* What to do:
Send back the records in full, character for character.

--- START Recorded data ---

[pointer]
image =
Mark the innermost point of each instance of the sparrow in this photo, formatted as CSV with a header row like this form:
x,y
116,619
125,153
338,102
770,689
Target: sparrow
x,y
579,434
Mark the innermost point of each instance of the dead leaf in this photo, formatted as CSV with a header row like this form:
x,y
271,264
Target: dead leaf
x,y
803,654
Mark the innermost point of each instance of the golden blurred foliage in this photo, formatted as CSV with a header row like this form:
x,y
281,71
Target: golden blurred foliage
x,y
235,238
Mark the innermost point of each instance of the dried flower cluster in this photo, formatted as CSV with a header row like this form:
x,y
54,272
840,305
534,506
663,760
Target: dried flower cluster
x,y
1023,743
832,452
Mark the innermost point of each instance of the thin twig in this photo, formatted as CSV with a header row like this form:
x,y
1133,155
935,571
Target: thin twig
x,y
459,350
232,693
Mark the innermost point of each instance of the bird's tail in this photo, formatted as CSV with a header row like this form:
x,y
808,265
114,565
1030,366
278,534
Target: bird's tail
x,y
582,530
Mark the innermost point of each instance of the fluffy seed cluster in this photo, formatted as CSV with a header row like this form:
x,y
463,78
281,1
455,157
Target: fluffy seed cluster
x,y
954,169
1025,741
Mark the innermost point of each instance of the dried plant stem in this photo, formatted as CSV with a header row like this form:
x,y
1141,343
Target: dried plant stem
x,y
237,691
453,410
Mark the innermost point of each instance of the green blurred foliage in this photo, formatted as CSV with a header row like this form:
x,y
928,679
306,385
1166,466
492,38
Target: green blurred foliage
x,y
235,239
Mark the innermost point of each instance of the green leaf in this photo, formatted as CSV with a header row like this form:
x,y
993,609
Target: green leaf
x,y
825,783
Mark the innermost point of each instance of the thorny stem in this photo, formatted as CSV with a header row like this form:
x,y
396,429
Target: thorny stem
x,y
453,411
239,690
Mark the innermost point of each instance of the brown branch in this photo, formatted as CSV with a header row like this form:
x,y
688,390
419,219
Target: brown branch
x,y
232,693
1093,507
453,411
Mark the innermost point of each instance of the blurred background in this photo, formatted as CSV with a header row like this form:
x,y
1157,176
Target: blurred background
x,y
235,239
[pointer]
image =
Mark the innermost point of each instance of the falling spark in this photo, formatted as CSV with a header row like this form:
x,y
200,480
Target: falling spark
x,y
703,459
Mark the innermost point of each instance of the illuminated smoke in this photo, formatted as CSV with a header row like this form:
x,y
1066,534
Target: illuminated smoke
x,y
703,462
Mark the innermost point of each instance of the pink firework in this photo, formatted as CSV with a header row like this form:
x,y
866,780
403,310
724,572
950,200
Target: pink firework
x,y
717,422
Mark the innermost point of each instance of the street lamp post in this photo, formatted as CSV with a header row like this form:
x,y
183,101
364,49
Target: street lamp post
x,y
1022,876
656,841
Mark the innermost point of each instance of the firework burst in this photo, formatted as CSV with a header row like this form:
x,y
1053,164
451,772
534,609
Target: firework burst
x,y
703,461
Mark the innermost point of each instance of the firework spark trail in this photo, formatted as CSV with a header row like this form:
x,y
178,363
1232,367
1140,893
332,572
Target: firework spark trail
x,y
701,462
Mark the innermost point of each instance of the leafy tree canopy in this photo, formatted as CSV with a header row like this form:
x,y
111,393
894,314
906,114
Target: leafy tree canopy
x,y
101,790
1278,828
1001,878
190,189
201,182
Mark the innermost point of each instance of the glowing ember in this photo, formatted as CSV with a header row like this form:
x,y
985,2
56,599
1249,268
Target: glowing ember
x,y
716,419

--- END Recorded data ---

* Reply:
[pointer]
image =
Mark the innermost point of each instance of the sparrow in this photo, formatted as CSV with a header row like this form:
x,y
116,619
125,153
338,102
770,689
Target: sparrow
x,y
579,434
Mark the innermost point of each instance of the dead leaf in this photo, formatted as CSV with a header row like this form:
x,y
271,264
Target: dead leaf
x,y
803,654
Mark the innermost point of each instance of the golden blurred foliage in this photo, formatted as CSV with a header row like this form:
x,y
281,71
Target: golden blurred foliage
x,y
235,238
Mark the innermost point of each instance of the dried flower cluster in this photo, formatted as CSV with a header row like this form:
x,y
54,272
840,305
534,506
663,760
Target: dried flower cluster
x,y
1023,743
832,452
Mark the innermost point of each instance of the thin twig in this photo, formatted as CSV with a header row like this form:
x,y
1133,155
935,571
Target: thin twig
x,y
459,350
232,693
Mark the innermost point of each instance of the bird's tail in this photo, formatted as CSV with a header row like this form:
x,y
808,265
114,565
1030,366
278,534
Target: bird's tail
x,y
582,530
Mark the innermost point of each instance of the fluffy seed cluster in this photo, formatted as CSV with a header row like this form:
x,y
463,78
281,1
455,157
Target: fluffy seed cluster
x,y
954,169
1025,741
Mark the innermost point of each instance of the dried plant stem in this photo, formatted as CSV with a header row like this form:
x,y
1141,343
Target: dried plant stem
x,y
237,691
453,410
Mark the innermost point of each instance of the green blurred foliage in this photo, formatted as CSV with a header row like this form:
x,y
928,679
306,385
1166,466
492,38
Target: green blurred foliage
x,y
235,239
Mark the innermost point of each instance of the green leaf in this photo, formatted as CSV with a header row like this form:
x,y
993,609
Target: green leaf
x,y
825,783
Mark the innermost point of each instance of the thorny stem in this photo, formatted as CSV with a header row like this form:
x,y
396,429
Target: thorny stem
x,y
453,411
239,690
Mark the innermost point of each instance of the brown branch in this photo, formatted as CSV with a header row like this form:
x,y
688,390
419,219
Target: brown branch
x,y
232,693
1093,507
453,411
Mark the innermost point of each instance of the blurred background in this photo, formatted as CSV with a header row like this form:
x,y
1157,176
Target: blurred background
x,y
235,239
[pointer]
image =
Mark the innermost point of each instance of the falling spark in this photo, formatted as CSV with a header row like this form:
x,y
200,480
Target: falling spark
x,y
703,459
Mark the innermost point of each instance of the illuminated smoke in this photo, formatted as CSV with a header row like this form:
x,y
1066,534
Target: illuminated smoke
x,y
703,462
Mark the innermost point of each instance of the pink firework in this photo, formatted as CSV with a header row like this form:
x,y
866,780
403,310
724,572
950,200
Target: pink firework
x,y
717,422
Mark the innermost point of each instance of the street lamp post in this photo, formatted as CSV with a header row like this form:
x,y
183,101
364,49
Target: street lamp post
x,y
1022,876
656,841
Mark the innermost point of each instance of the firework burst in this photo, formatted as CSV with a header row like this form:
x,y
1053,164
451,772
534,609
Target: firework burst
x,y
703,461
Mark the innermost point of each instance of the firework spark trail in this photo, formatted as CSV with a header row like this form:
x,y
178,363
1232,367
1140,893
332,572
Target: firework spark trail
x,y
701,462
Mark the innermost point of each instance of the leafy tree canopy in this photo, formatted as CSV with a header row like this form:
x,y
111,393
894,314
906,114
Target: leafy tree canopy
x,y
101,790
1278,828
1001,878
190,189
201,182
Mark the innermost point of each instance of the glowing ember in this photo, formatted as CSV with a header row like this form:
x,y
985,2
56,599
1249,268
Target: glowing ember
x,y
716,419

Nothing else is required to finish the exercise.